**练习说明**
请输出下面讲纤程用户级锁的文本中的一段，从"#pragma pack(4)"开始，到"umutex():flag(0),spinlock(0),m_head(0),m_tail(0)"结束，一字不改。

**所给文本**
经过进一步测试，在ulock的lock和unlock中使用的无锁队列m_blockthread可能因为多线程操作导致解锁通告丢失。

因此，m_blockthread需要改为普通队列，并且在操作前暂时用自旋锁锁定（暂时使用，希望可以找到更好的方法）。

大致修改如下：

void Lock()
{
if(InterlockedCompareExchange(&flag,1,0) == 1)
  {
    uthread *currentUThread = GetCurrentUThread();
    _node<uthread*> tmp = currentUThread->GetLockNode();
while(InterlockedCompareExchange(&spinlock,1,0) == 1);
    push(tmp);
    InterlockedCompareExchange(&spinlock,0,1);
    Wait4Lock();
  }
}
void UnLock()
{
if(InterlockedCompareExchange(&flag,0,1) == 0)
return;
while(InterlockedCompareExchange(&spinlock,1,0) == 1);
  _node<uthread*> *tmp = pop();
  InterlockedCompareExchange(&spinlock,0,1);
if(tmp)
    NotifyUnLock(this,tmp->val);
}

其次，还有一个问题需要解决，就是各纤程获得锁的次数不平均，具体例子如下：在双核机器上启动两个线程，线程上各运行一个纤程，对testlist进行写入的时候

会发现，大部分的写入是由其中一个纤程完成的，而另外一个纤程则很少能获得写入的机会。

下面是修改后的uLock.h，解决了纤程获得锁不平均的问题，只要创建的调度线程不超过cpu的数量，基本保证了各纤程有均等的机会获得锁。

#ifndef _ULOCK_H
#define _ULOCK_H
#pragma pack(push)
#pragma pack(4)
#include "fiberApi.h"
//#include "lockfree_queue.h"
class Scheduler;
//纤程间使用的用户级锁
struct umutex
{
friend class Scheduler;
public:
    umutex():flag(0),spinlock(0),m_head(0),m_tail(0)
    {
    }
void Lock()
    {
if(InterlockedCompareExchange(&flag,1,0) == 1)
        {    

            uthread *currentUThread = GetCurrentUThread();
            _node<uthread*> *tmp = currentUThread->GetLockNode();
while(InterlockedCompareExchange(&spinlock,1,0) == 1);
//再次尝试加锁
            if(InterlockedCompareExchange(&flag,1,0) == 0)
            {
                InterlockedCompareExchange(&spinlock,0,1);
return;
            }
            push(tmp);
            InterlockedCompareExchange(&spinlock,0,1);

//加锁失败，阻塞当前纤程
            Wait4Lock();
        }
    }
void UnLock()
    {
if(InterlockedCompareExchange(&flag,0,1) == 0)
        {
//没有lock
            return;
        }
//已经解锁，挑选一个纤程，并将它唤醒
        while(InterlockedCompareExchange(&spinlock,1,0) == 1);
        _node<uthread*> *tmp = pop();
        InterlockedCompareExchange(&spinlock,0,1);

if(tmp)
        {
            NotifyUnLock(this,tmp->val);
        }
    }
private:
bool _Lock(uthread *ut)
    {
bool ret = InterlockedCompareExchange(&flag,1,0) == 0;
if(!ret)
        {
            uthread *currentUThread = GetCurrentUThread();
            _node<uthread*> *tmp = ut->GetLockNode();
while(InterlockedCompareExchange(&spinlock,1,0) == 1);
//再次尝试加锁
            if(InterlockedCompareExchange(&flag,1,0) == 0)

**给定数据**
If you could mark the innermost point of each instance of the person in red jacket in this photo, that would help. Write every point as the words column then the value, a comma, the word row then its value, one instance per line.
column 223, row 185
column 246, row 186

**书面作答**
#pragma pack(4)
#include "fiberApi.h"
//#include "lockfree_queue.h"
class Scheduler;
//纤程间使用的用户级锁
struct umutex
{
friend class Scheduler;
public:
    umutex():flag(0),spinlock(0),m_head(0),m_tail(0)